__TEXT UNDER STUDY__
Content starts

ON THE SPOT: Here are ways to not be caught off guard with this type of speech [Wednesdays: “Speak on the Shoulders of Giants”]
It’s easy to prepare for a speech when you’re informed weeks or months before that you’re going to deliver one.
Research here, research there…
… create an outline of your script…
… and then rehearse your speech or presentation in the days before your actual talk.
Doing these things will help boost your confidence to speak in front of your audience and deliver your message effectively.
But what if you’re asked to give a speech ON THE SPOT due to an emergency or for any other urgent reason?
Now that’s a different story.
Impromptu speaking is a speech that a speaker delivers without predetermination or preparation. In this type of speech, a speaker is only given a topic in the form of a quotation, object, proverb, or one-word abstract.
ON. THE. SPOT.
This is why many speakers find impromptu speeches terrifying―they cannot be rehearsed, studied, or even visualized in advance!
Here’s the thing: Your feelings toward impromptu speeches don’t have to remain like that. As a speaker, you can still ace this type of speech.
Public speaking practitioner, author, and lecturer Janek Tuttar has 5 helpful impromptu speech tips for you to apply even with a short amount of time to prepare:
- Adjust the perspective of your topic when needed.
Impromptu speeches mean you may be asked to talk about topics you’re not confident about.
For example: You’re an expert at statistics, but you’re asked to talk about art. Instead of trying to recall unfamiliar topics at the last moment, approach the topic differently.
Do you have anecdotes about yourself experiencing difficulties while trying to do or study art? If so, ask yourself,
“What lessons have I learned through these difficulties?”
“What are the things that helped me overcome these struggles?”
“What is my overall disposition about this subject?”
… then share your answers to these questions with your audience.
If done right, this will shift the perspective of the speech from something you don’t know to a perspective you’re confident about. This will also enable your listeners to learn something helpful and beneficial from your talk.
- Get straight to the point.
It’s not best practice to start your speech with an excuse such as telling your audience that you’re asked to deliver an impromptu speech and you haven’t prepared well enough.
What that excuse does is make your audience think you or the event organizers fell short in planning. Besides, in many instances, listeners aren’t keeping score of how many hours you put into your presentation—what matters more is your message.
So, get straight to the point and maximize your time presenting all the important information to your audience!
If appropriate, you may also incorporate humor in some parts of your impromptu speech to help you and your listeners relax and lighten the mood.
- Remember this simple structure for impromptu speaking in your mind.
Tuttar says this simple structure is best for impromptu speaking:
Feeling, anecdote, and conclusion.
- FEELING: How do you feel about the subject of the speech?
Tell the audience your personal thoughts about the topic to ease them into the talk.
- ANECDOTE: Do you have any stories to tell?
Your story doesn’t have to be humorous or out of this world. Making a point about your subject by sharing a relevant story works well.
- CONCLUSION: Why does your anecdote matter as you talk about your topic?

Content ends

__RECORD EXTRACTS__
Content starts

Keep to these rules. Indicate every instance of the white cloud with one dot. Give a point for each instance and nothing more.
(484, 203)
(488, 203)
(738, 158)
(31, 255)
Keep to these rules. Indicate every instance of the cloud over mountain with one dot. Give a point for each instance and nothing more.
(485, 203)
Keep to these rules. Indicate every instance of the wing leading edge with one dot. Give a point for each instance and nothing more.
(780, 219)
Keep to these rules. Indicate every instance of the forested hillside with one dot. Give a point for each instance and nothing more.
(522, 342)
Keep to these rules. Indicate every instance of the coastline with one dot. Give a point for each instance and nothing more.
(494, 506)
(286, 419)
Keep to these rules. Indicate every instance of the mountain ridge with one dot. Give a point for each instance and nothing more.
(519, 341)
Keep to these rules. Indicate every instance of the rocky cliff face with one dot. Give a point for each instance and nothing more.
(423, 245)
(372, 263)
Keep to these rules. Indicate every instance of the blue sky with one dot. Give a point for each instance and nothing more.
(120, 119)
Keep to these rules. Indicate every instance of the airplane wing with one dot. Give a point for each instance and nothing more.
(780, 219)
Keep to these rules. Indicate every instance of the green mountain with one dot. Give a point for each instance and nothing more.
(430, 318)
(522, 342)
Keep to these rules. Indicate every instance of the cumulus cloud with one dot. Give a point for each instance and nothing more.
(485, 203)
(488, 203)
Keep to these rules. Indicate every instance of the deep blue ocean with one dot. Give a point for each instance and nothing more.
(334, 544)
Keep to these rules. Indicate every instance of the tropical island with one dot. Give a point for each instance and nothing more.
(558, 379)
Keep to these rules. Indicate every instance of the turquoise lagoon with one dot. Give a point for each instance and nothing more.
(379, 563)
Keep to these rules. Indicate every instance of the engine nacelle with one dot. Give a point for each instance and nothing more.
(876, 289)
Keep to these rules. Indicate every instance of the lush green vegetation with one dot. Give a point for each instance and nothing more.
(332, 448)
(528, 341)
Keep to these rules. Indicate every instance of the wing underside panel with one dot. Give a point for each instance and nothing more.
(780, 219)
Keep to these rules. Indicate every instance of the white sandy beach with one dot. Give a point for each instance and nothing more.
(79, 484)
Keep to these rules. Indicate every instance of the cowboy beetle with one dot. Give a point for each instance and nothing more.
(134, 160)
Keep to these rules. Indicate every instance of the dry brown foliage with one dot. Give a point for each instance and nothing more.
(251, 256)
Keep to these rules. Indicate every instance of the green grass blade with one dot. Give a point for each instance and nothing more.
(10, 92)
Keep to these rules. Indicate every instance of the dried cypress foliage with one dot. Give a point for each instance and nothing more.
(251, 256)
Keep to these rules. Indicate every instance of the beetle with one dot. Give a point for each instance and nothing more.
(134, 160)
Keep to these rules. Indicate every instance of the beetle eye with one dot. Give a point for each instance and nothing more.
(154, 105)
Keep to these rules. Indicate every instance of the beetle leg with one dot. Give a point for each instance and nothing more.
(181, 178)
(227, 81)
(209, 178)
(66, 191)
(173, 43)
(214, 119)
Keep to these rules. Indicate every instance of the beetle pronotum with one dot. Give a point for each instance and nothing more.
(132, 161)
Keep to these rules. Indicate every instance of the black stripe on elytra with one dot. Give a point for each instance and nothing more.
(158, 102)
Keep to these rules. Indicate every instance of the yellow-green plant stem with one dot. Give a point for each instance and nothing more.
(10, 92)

Content ends

__WHAT IS BEING ASKED__
Please copy the stretch of the impromptu speaking article from "- Remember this" through "anecdote, and conclusion." word for word.

__RESPONSE TO THIS EXERCISE__
- Remember this simple structure for impromptu speaking in your mind.
Tuttar says this simple structure is best for impromptu speaking:
Feeling, anecdote, and conclusion.